• _Exercise brief_: Print these lines word for word, leaving the pictures out.

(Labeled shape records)
══════════
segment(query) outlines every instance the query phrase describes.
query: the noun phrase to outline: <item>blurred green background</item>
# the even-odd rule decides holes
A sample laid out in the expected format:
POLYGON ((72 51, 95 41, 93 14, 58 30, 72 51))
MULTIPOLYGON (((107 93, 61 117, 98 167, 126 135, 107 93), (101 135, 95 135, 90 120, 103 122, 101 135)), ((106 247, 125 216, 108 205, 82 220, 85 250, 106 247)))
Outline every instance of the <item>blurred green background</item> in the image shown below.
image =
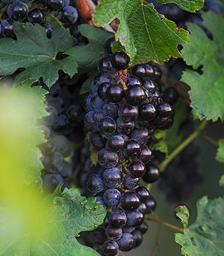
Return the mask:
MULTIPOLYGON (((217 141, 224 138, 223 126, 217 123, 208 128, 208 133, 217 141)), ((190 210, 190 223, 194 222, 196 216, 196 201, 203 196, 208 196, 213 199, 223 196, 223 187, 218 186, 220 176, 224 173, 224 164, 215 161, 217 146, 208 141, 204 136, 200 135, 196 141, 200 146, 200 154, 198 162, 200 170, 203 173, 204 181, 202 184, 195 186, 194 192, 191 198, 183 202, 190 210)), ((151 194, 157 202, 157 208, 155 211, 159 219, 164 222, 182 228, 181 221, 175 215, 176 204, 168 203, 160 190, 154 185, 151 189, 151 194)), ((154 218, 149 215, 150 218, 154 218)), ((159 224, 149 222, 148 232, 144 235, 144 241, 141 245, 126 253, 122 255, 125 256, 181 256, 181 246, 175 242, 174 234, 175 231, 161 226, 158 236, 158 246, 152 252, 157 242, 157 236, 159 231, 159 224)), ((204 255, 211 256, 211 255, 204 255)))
══════════
• _Task solution_:
segment(query) outlines every instance the query phrase describes.
query: the noun phrase to outline: <item>blurred green background</item>
# the even-odd rule decides holes
A sample laid out in the expected format:
POLYGON ((72 51, 95 41, 93 14, 58 30, 72 51))
MULTIPOLYGON (((107 93, 61 117, 98 167, 126 135, 107 93), (101 135, 95 135, 90 120, 103 122, 101 135)), ((106 247, 125 216, 108 205, 82 220, 85 250, 106 247)))
Outline every instance of the <item>blurred green background</item> in the image shown below.
image =
Return the mask:
MULTIPOLYGON (((217 141, 224 138, 223 126, 217 123, 208 128, 208 133, 217 141)), ((190 210, 190 223, 194 222, 196 216, 196 201, 203 196, 208 196, 213 199, 223 196, 223 187, 218 186, 220 176, 224 173, 224 164, 215 161, 217 146, 208 141, 204 136, 200 135, 196 141, 200 146, 200 154, 198 162, 200 170, 203 173, 204 181, 202 184, 195 186, 194 192, 191 198, 183 202, 190 210)), ((151 194, 157 202, 157 208, 155 211, 159 219, 164 222, 182 228, 181 221, 175 215, 176 204, 168 203, 160 190, 154 185, 151 189, 151 194)), ((154 218, 149 215, 150 218, 154 218)), ((159 224, 149 222, 148 232, 144 235, 144 241, 141 245, 126 253, 122 255, 125 256, 181 256, 181 246, 175 242, 174 234, 175 231, 161 226, 158 236, 158 246, 152 252, 157 242, 157 236, 159 231, 159 224)), ((204 255, 211 256, 211 255, 204 255)))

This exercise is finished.